[Zitierter Text]:
Das Landgericht ist rechtsfehlerfrei zu der Erkenntnis gelangt, dass das optische Erscheinungsbild beeinträchtigt wird. Insbesondere hat das Landgericht nicht dadurch gegen § 12 FGG verstoßen, dass es keinen Augenschein eingenommen hat, weil die Lichtbilder einen hinreichenden Aufschluss über die Situation geben und das Landgericht zudem auf das Ergebnis des Augenscheins durch das Amtsgericht Bezug genommen hat. Auch liegt es auf der Hand, dass eine Terrasse gegenüber einem stark abfallenden Hang eine erheblich größere Nutzungsmöglichkeit bietet, durch die eine Beeinträchtigung der Nachbarn erfolgen kann.

d) Das Landgericht hat sich nicht mit der Frage befasst, ob der vom Amtsgericht angeordnete nur teilweise Rückbau der Terrasse rechtserhebliche Nachteile für die übrigen Wohnungseigentümer ausgeräumt hätte. Einer Zurückverweisung bedarf es gleichwohl nicht, da der Senat aufgrund der Lichtbilder ohne weitere tatsächliche Feststellungen endgültig entscheiden kann. Der vom Amtsgericht angeordnete Rückbau wäre nicht geeignet, Nachteile für die übrigen Wohnungseigentümer, insbesondere die Nachbarn auszuschließen. Dies ergibt sich bereits aus dem äußeren Erscheinungsbild. Auch eine Verschmälerung der Terrasse auf 3 m würde bei einer Länge von 18 m immer noch eine optisch nachteile Veränderung bewirken. Dies gilt insbesondere auch deshalb, weil durch das stark abfallende Gelände und die Stützpfeiler unterhalb der Terrassenbretter unansehnliche Leerräume entstehen, die von unten und von der Seite aus sichtbar sind. Auch besteht bei einer Verkleinerung der Terrasse gegenüber dem steil abfallenden Gelände immer noch die Möglichkeit einer erheblich intensiveren Nutzung, die zu Nachteilen für die Nachbarn führen kann.

[Auszüge aus dem Material]:
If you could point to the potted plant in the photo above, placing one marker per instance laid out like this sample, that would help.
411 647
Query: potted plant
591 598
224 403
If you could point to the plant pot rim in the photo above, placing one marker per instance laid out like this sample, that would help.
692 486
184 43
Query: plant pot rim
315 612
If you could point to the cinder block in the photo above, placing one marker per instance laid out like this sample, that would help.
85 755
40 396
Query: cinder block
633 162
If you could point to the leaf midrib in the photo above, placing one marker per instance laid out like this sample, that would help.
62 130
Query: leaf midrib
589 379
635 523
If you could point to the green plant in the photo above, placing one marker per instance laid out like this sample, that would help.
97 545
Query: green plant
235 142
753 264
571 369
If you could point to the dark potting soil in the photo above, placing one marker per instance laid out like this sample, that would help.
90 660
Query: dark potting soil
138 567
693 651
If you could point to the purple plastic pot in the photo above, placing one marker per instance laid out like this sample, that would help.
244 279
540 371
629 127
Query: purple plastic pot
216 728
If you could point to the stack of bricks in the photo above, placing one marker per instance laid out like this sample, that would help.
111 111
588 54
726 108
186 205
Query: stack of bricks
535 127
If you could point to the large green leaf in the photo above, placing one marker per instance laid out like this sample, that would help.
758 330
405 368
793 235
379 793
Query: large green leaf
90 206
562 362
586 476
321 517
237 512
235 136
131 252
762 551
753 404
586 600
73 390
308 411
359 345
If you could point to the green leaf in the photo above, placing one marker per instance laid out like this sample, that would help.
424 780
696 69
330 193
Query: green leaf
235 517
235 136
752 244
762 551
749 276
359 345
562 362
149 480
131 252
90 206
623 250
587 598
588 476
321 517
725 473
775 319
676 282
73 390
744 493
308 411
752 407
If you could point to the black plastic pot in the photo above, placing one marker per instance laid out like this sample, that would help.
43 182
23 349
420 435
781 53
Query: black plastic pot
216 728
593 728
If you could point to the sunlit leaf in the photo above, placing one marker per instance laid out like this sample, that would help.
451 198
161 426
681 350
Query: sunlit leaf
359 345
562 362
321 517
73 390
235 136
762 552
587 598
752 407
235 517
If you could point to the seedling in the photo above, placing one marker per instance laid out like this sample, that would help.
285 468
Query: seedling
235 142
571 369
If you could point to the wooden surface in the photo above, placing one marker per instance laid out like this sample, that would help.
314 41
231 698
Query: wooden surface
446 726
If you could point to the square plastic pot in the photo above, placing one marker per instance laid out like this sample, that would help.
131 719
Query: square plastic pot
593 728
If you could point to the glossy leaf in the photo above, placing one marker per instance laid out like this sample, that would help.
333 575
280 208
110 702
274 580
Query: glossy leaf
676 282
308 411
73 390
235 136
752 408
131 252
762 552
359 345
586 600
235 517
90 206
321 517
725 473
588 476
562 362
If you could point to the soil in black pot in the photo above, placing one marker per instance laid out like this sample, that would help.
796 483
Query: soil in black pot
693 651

[Aufgaben]:
1. Gib aus dem Text über die Terrasse das Stück wortgetreu aus, das bei den Worten „Das Landgericht ist“ anfängt und nach „Nachbarn erfolgen kann.“ aufhört.
2. Schreib den Text über die Terrasse nach seinem letzten Satz weiter.

[Antworten]:
1.
Das Landgericht ist rechtsfehlerfrei zu der Erkenntnis gelangt, dass das optische Erscheinungsbild beeinträchtigt wird. Insbesondere hat das Landgericht nicht dadurch gegen § 12 FGG verstoßen, dass es keinen Augenschein eingenommen hat, weil die Lichtbilder einen hinreichenden Aufschluss über die Situation geben und das Landgericht zudem auf das Ergebnis des Augenscheins durch das Amtsgericht Bezug genommen hat. Auch liegt es auf der Hand, dass eine Terrasse gegenüber einem stark abfallenden Hang eine erheblich größere Nutzungsmöglichkeit bietet, durch die eine Beeinträchtigung der Nachbarn erfolgen kann.

2.
4. Der Hilfsantrag ist als solcher unzulässig, da er erstmals im Rechtsbeschwerdeverfahren gestellt wurde.

Soweit der Antrag dahin auszulegen ist, dass gegenüber der Verpflichtung in zweiter Instanz ein Weniger ausgesprochen werden soll, ergibt sich aus dem vorstehenden, dass die Antragstellerinnen auch eine nur eingeschränkte Größe der Terrasse nicht hinnehmen müssen. Darüber hinaus wird zur Begründung des Hilfsantrags von der Rechtsbeschwerde neues tatsächliches Vorbringen gebracht, das im Rechtsbeschwerdeverfahren keine Berücksichtigung finden kann (§ 27 Abs. 1 FGG, § 559 ZPO).

5. Die Kostenentscheidung beruht auf § 47 WEG. Es entspricht der Billigkeit, dass der Antragsgegner als Unterlegener die Gerichtskosten trägt. Der Senat hält es außerdem für angemessen, dass der Antragsgegner den Antragstellerinnen die Hälfte der außergerichtlichen Kosten im Rechtsbeschwerdeverfahren erstattet, da er aufgrund der Ausführungen des Amtsgerichts und des Landgerichts unschwer hätte erkennen können, dass ein völliger Verbleib der Terrasse nicht in Betracht kommen kann.

Die Festsetzung des Geschäftswerts folgt aus § 48 Abs. 3 Satz 1 WEG.